┌─ Document section
The similar errors are:

---- add::tests::add_scalar_to_int_tensor_and_int_tensor_to_int_tensor stdout ----

panicked at crates/burn-import/onnx-tests/tests/add/mod.rs:39:26:
assertion `left == right` failed: Data types differ (I32 != I64)
  left: I32
 right: I64

---- equal::tests::equal_scalar_to_scalar_and_tensor_to_tensor stdout ----

panicked at crates/burn-import/onnx-tests/tests/equal/mod.rs:25:30:
assertion `left == right` failed: Data types differ (U32 != Bool)
  left: U32
 right: Bool

---- greater::tests::greater stdout ----

panicked at crates/burn-import/onnx-tests/tests/greater/mod.rs:23:26:
assertion `left == right` failed: Data types differ (U32 != Bool)
  left: U32
 right: Bool

---- gather::tests::gather_shape stdout ----

panicked at crates/burn-import/onnx-tests/tests/gather/mod.rs:59:9:
assertion `left == right` failed
  left: TensorData { bytes: Bytes { data: [2, 0, 0, "..."], len: 4 }, shape: [1], dtype: I32 }
 right: TensorData { bytes: Bytes { data: [2, 0, 0, "..."], len: 8 }, shape: [1], dtype: I64 }

---- greater::tests::greater_scalar stdout ----

panicked at crates/burn-import/onnx-tests/tests/greater/mod.rs:37:26:
assertion `left == right` failed: Data types differ (U32 != Bool)
  left: U32
 right: Bool

---- greater_or_equal::tests::greater_or_equal_scalar stdout ----

panicked at crates/burn-import/onnx-tests/tests/greater_or_equal/mod.rs:38:26:
assertion `left == right` failed: Data types differ (U32 != Bool)
  left: U32
 right: Bool

---- greater_or_equal::tests::greater_or_equal stdout ----

panicked at crates/burn-import/onnx-tests/tests/greater_or_equal/mod.rs:23:26:
assertion `left == right` failed: Data types differ (U32 != Bool)
  left: U32
 right: Bool

---- less::tests::less stdout ----

panicked at crates/burn-import/onnx-tests/tests/less/mod.rs:23:26:
assertion `left == right` failed: Data types differ (U32 != Bool)
└─
┌─ Record list
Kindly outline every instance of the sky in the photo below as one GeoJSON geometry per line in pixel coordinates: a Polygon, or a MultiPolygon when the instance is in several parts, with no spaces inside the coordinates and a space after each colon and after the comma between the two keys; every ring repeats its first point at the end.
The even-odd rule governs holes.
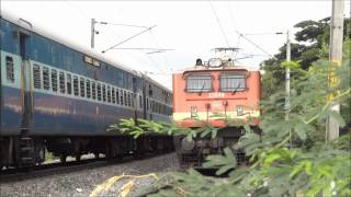
{"type": "MultiPolygon", "coordinates": [[[[286,35],[275,32],[298,31],[293,26],[304,20],[320,20],[331,15],[331,0],[312,1],[10,1],[1,0],[1,11],[30,21],[67,42],[90,47],[91,19],[110,24],[97,24],[95,50],[101,53],[131,36],[117,48],[102,54],[124,67],[148,73],[171,89],[171,73],[194,66],[201,58],[218,57],[216,47],[239,47],[238,65],[259,68],[262,60],[279,51],[286,35]],[[120,24],[120,25],[114,25],[120,24]],[[244,34],[257,46],[244,39],[244,34]],[[251,35],[250,35],[251,34],[251,35]],[[252,35],[259,34],[259,35],[252,35]],[[162,48],[155,50],[128,48],[162,48]],[[259,49],[261,48],[261,49],[259,49]]],[[[350,16],[350,0],[344,14],[350,16]]],[[[294,40],[293,40],[294,42],[294,40]]]]}

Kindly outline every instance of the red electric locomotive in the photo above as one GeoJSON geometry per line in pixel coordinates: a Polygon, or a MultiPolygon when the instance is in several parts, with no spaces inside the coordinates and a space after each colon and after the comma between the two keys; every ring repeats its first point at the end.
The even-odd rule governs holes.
└─
• Short task: Condense the paragraph of the error log that begins "panicked at crates/burn-import/onnx-tests/tests/gather/mod.rs:59:9:" into a short list that keeps its main facts.

• Written answer:
- Panic location: crates/burn-import/onnx-tests/tests/gather/mod.rs, line 59, column 9
- Failed check: assertion `left == right`
- Left value: TensorData with shape [1], dtype I32, 4 bytes, data beginning 2, 0, 0
- Right value: TensorData with shape [1], dtype I64, 8 bytes, data beginning 2, 0, 0